Continue the passage on running economy and carbon-plate racing shoes, starting after its last sentence.

## PASSAGE TO READ

┄┄┄┄┄┄┄┄┄┄┄┄┄┄┄┄┄┄┄┄

Key takeaway: economy gains are slow and cumulative. There's no six-week miracle (except shoes, more on that next). Stack these methods over months and the difference is real.
Do carbon-plate shoes really improve running economy?
Yes, carbon-plate racing shoes improve running economy by about 4% on average, according to Hoogkamer and colleagues (2018), though the effect varies a lot from runner to runner. The stiff plate and resilient foam reduce the energy you lose with each footstrike.
That 4% is the single fastest way to improve economy, and it's why these shoes took over racing. But "on average" is doing heavy lifting in that sentence. Some runners get 6%, some get almost nothing, and a few actually run worse in them. The only way to know is to test them at your race pace.
Our pick: the Nike Vaporfly is the shoe that started the super-shoe era and remains the benchmark for marathon and half-marathon racing. Test it well before race day, not on the start line.
A fair warning though: shoes give you a one-time bump, not a training adaptation. Lean on them for races, but build your real economy with the work in the section above.

┄┄┄┄┄┄┄┄┄┄┄┄┄┄┄┄┄┄┄┄

## SOURCE MATERIAL

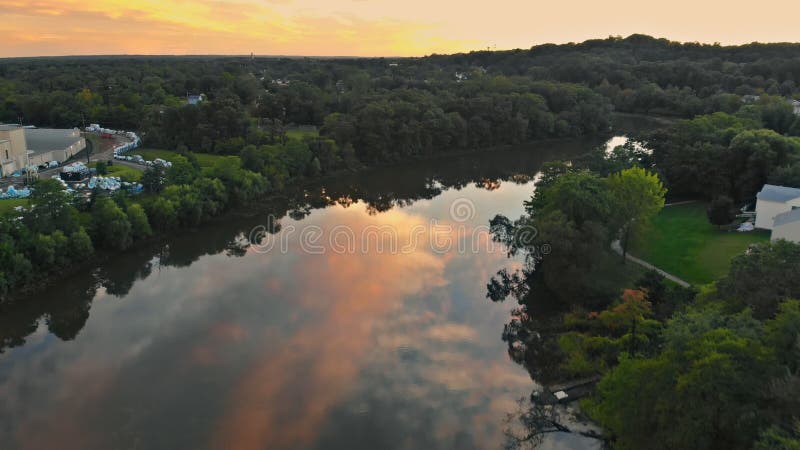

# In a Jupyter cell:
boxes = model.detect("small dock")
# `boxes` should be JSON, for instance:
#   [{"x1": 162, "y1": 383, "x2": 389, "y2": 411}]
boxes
[{"x1": 531, "y1": 375, "x2": 601, "y2": 404}]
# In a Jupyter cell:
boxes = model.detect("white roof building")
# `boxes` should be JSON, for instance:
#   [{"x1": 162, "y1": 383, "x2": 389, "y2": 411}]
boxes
[{"x1": 756, "y1": 184, "x2": 800, "y2": 242}]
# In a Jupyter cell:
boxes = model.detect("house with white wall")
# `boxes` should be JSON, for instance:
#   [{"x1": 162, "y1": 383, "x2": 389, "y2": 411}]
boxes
[
  {"x1": 756, "y1": 184, "x2": 800, "y2": 230},
  {"x1": 772, "y1": 208, "x2": 800, "y2": 243},
  {"x1": 756, "y1": 184, "x2": 800, "y2": 242}
]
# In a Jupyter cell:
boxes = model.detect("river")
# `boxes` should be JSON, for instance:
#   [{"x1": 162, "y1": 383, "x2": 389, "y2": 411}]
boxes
[{"x1": 0, "y1": 124, "x2": 652, "y2": 450}]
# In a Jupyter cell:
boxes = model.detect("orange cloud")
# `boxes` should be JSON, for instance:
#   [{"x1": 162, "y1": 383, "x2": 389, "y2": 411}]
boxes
[{"x1": 0, "y1": 0, "x2": 800, "y2": 56}]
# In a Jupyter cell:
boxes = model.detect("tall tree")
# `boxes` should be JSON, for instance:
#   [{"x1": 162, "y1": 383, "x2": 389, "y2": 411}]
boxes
[{"x1": 606, "y1": 167, "x2": 667, "y2": 261}]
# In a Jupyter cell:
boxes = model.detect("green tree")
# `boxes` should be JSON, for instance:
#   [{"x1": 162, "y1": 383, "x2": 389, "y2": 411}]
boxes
[
  {"x1": 94, "y1": 161, "x2": 108, "y2": 175},
  {"x1": 92, "y1": 197, "x2": 133, "y2": 250},
  {"x1": 146, "y1": 197, "x2": 178, "y2": 230},
  {"x1": 706, "y1": 195, "x2": 736, "y2": 227},
  {"x1": 606, "y1": 167, "x2": 667, "y2": 262},
  {"x1": 126, "y1": 203, "x2": 153, "y2": 240},
  {"x1": 587, "y1": 310, "x2": 775, "y2": 450},
  {"x1": 166, "y1": 155, "x2": 200, "y2": 184},
  {"x1": 717, "y1": 240, "x2": 800, "y2": 319},
  {"x1": 141, "y1": 166, "x2": 167, "y2": 194}
]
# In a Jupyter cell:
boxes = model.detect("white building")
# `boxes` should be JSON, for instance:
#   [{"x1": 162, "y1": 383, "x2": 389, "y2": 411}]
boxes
[
  {"x1": 756, "y1": 184, "x2": 800, "y2": 230},
  {"x1": 0, "y1": 124, "x2": 86, "y2": 177},
  {"x1": 756, "y1": 184, "x2": 800, "y2": 242},
  {"x1": 772, "y1": 208, "x2": 800, "y2": 243}
]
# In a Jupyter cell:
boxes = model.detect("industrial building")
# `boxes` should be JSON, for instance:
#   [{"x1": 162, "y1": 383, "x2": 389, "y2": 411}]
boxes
[{"x1": 0, "y1": 124, "x2": 86, "y2": 177}]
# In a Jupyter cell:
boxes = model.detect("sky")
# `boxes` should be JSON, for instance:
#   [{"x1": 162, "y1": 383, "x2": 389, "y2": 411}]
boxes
[{"x1": 0, "y1": 0, "x2": 800, "y2": 57}]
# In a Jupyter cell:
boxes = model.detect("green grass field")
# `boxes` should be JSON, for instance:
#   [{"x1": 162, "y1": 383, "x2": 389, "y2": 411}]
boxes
[
  {"x1": 130, "y1": 148, "x2": 234, "y2": 167},
  {"x1": 630, "y1": 202, "x2": 770, "y2": 284},
  {"x1": 0, "y1": 198, "x2": 28, "y2": 215}
]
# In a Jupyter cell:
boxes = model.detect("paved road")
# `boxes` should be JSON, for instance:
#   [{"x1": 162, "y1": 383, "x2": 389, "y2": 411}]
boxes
[{"x1": 611, "y1": 240, "x2": 691, "y2": 287}]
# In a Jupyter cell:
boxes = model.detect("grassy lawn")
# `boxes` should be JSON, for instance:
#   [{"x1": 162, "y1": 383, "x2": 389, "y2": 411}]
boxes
[
  {"x1": 89, "y1": 162, "x2": 144, "y2": 182},
  {"x1": 0, "y1": 198, "x2": 28, "y2": 215},
  {"x1": 631, "y1": 202, "x2": 770, "y2": 284},
  {"x1": 130, "y1": 148, "x2": 238, "y2": 167}
]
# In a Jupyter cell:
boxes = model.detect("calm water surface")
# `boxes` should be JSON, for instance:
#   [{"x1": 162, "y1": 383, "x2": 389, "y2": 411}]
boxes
[{"x1": 0, "y1": 132, "x2": 644, "y2": 450}]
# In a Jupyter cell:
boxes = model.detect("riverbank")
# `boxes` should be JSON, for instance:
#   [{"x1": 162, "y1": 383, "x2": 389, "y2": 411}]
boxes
[{"x1": 4, "y1": 117, "x2": 672, "y2": 304}]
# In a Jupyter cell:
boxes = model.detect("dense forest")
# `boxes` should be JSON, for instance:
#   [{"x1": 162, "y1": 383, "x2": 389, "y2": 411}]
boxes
[
  {"x1": 0, "y1": 35, "x2": 800, "y2": 163},
  {"x1": 487, "y1": 158, "x2": 800, "y2": 450},
  {"x1": 0, "y1": 35, "x2": 800, "y2": 450}
]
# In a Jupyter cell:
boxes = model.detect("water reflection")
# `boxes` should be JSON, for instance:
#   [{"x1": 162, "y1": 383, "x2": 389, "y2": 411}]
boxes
[{"x1": 0, "y1": 134, "x2": 636, "y2": 449}]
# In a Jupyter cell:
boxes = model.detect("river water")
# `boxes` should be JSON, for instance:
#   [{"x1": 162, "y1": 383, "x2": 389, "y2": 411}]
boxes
[{"x1": 0, "y1": 127, "x2": 648, "y2": 450}]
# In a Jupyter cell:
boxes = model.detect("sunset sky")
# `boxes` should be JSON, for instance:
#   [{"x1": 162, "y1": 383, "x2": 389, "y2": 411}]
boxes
[{"x1": 0, "y1": 0, "x2": 800, "y2": 57}]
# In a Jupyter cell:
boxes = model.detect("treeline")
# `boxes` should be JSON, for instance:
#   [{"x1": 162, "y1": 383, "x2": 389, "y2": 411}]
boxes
[
  {"x1": 488, "y1": 163, "x2": 800, "y2": 450},
  {"x1": 0, "y1": 35, "x2": 800, "y2": 163},
  {"x1": 0, "y1": 149, "x2": 270, "y2": 300},
  {"x1": 430, "y1": 35, "x2": 800, "y2": 117},
  {"x1": 639, "y1": 96, "x2": 800, "y2": 206}
]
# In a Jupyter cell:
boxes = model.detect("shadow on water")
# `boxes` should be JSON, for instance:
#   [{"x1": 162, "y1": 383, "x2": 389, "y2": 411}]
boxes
[
  {"x1": 0, "y1": 138, "x2": 606, "y2": 353},
  {"x1": 0, "y1": 120, "x2": 668, "y2": 449}
]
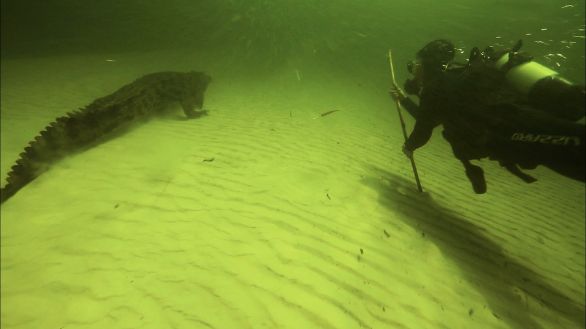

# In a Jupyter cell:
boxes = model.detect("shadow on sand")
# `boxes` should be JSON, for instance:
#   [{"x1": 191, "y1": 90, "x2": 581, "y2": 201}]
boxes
[{"x1": 363, "y1": 167, "x2": 585, "y2": 329}]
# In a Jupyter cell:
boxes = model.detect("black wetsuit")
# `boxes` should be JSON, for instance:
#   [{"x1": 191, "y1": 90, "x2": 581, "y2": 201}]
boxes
[{"x1": 401, "y1": 70, "x2": 585, "y2": 184}]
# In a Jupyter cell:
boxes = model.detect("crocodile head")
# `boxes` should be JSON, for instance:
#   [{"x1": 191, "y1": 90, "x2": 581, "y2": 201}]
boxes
[{"x1": 181, "y1": 71, "x2": 212, "y2": 116}]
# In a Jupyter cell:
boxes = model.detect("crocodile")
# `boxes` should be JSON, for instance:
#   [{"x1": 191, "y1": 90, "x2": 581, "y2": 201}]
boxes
[{"x1": 0, "y1": 71, "x2": 211, "y2": 203}]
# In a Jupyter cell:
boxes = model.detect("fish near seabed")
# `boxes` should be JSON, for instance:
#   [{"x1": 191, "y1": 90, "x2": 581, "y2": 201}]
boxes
[{"x1": 0, "y1": 71, "x2": 211, "y2": 203}]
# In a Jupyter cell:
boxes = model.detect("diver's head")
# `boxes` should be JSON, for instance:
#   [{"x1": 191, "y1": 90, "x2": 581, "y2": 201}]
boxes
[{"x1": 417, "y1": 39, "x2": 456, "y2": 74}]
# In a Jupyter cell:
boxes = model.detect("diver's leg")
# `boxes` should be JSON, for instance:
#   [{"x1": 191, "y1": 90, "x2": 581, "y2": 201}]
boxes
[{"x1": 460, "y1": 160, "x2": 486, "y2": 194}]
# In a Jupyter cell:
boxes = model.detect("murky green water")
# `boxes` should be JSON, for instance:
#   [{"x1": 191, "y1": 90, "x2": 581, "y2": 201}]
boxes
[{"x1": 0, "y1": 0, "x2": 585, "y2": 329}]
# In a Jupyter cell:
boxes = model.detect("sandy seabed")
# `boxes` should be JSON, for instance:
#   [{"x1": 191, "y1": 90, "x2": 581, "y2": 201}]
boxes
[{"x1": 1, "y1": 52, "x2": 585, "y2": 329}]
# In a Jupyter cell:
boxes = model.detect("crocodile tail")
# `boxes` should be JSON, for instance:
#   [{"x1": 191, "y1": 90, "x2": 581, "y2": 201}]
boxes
[{"x1": 0, "y1": 114, "x2": 80, "y2": 203}]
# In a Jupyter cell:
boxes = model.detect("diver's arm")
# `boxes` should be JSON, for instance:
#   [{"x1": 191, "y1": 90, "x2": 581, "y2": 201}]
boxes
[{"x1": 403, "y1": 95, "x2": 440, "y2": 152}]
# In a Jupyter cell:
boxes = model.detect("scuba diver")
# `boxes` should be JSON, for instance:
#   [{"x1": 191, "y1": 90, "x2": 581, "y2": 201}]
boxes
[{"x1": 390, "y1": 39, "x2": 586, "y2": 194}]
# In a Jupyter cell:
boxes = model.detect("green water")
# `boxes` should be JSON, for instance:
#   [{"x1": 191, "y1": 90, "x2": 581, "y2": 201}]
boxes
[{"x1": 0, "y1": 0, "x2": 586, "y2": 329}]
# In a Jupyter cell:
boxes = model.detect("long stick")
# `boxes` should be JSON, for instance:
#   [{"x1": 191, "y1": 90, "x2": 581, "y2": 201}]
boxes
[{"x1": 389, "y1": 49, "x2": 423, "y2": 192}]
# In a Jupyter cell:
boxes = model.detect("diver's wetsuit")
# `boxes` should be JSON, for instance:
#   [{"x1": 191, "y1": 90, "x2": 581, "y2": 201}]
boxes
[{"x1": 401, "y1": 70, "x2": 585, "y2": 187}]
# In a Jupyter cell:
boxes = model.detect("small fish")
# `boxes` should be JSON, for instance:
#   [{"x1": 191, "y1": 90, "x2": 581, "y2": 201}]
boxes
[{"x1": 319, "y1": 110, "x2": 340, "y2": 117}]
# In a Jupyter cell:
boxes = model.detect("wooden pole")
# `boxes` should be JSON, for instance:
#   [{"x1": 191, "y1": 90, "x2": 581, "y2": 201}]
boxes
[{"x1": 389, "y1": 49, "x2": 423, "y2": 192}]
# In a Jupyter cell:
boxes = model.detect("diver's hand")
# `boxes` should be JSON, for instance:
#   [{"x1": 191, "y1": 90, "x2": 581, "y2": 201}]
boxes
[
  {"x1": 389, "y1": 84, "x2": 407, "y2": 102},
  {"x1": 403, "y1": 144, "x2": 413, "y2": 159}
]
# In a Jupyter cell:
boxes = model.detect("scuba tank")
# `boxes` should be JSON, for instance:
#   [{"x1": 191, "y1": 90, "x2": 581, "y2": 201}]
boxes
[{"x1": 482, "y1": 40, "x2": 586, "y2": 121}]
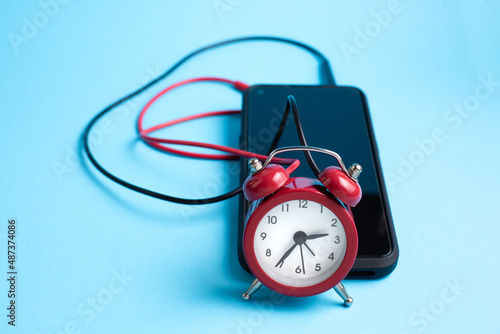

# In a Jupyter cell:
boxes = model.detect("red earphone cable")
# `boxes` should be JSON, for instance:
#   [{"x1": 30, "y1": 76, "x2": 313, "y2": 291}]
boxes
[{"x1": 137, "y1": 77, "x2": 299, "y2": 168}]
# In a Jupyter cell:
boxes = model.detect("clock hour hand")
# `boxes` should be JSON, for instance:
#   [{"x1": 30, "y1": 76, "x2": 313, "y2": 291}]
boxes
[
  {"x1": 306, "y1": 233, "x2": 328, "y2": 240},
  {"x1": 274, "y1": 243, "x2": 297, "y2": 268}
]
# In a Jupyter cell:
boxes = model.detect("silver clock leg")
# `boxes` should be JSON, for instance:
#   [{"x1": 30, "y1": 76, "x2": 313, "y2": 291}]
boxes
[
  {"x1": 241, "y1": 279, "x2": 262, "y2": 300},
  {"x1": 333, "y1": 282, "x2": 352, "y2": 307}
]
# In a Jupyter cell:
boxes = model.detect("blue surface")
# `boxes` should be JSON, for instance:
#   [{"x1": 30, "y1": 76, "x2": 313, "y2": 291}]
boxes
[{"x1": 0, "y1": 0, "x2": 500, "y2": 333}]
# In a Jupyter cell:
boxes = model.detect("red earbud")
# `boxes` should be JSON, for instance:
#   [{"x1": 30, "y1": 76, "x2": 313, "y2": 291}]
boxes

┄┄┄┄┄┄┄┄┄┄┄┄┄┄┄┄┄┄┄┄

## RESPONSE AREA
How long does it take to improve running economy?
Meaningful running economy gains usually take months to years of consistent training, not weeks. Shoes aside, there's no fast track. Your tendons, muscles, and nervous system adapt slowly.
In practice, you might see small changes from a strength and plyometric block in 6 to 8 weeks. The big improvements, the kind that drop your oxygen cost by 5% or more, come from years of steady work. That's frustrating if you want instant results, but it's also good news: economy keeps improving long after your VO2max has flattened out. It's the gift that keeps giving for patient runners.
Frequently Asked Questions About Running Economy
What is running economy in simple terms?
Running economy is how much oxygen you use to run at a given pace. A runner with good economy burns less oxygen at the same speed, so they can run faster or longer before tiring. It's basically fuel efficiency for runners.
How do I calculate my running economy?
In a lab, running economy is your steady-state oxygen uptake divided by your running speed, expressed in ml/kg/km. Without a lab, track it indirectly by watching your heart rate at a fixed pace over time, or your pace at a fixed heart rate.
What is a good running economy value?
Trained recreational runners typically sit around 200 to 220 ml/kg/km, while elite distance runners often drop below 190 ml/kg/km. Lower is better, but conditions vary so much that your own trend matters more than any single number.
Is running economy more important than VO2max?
Both matter, but running economy is the most trainable of the three endurance pillars. Once your VO2max plateaus, economy is usually where the next performance gains come from, which is why elite runners keep improving for years.
Can you improve running economy without speed work?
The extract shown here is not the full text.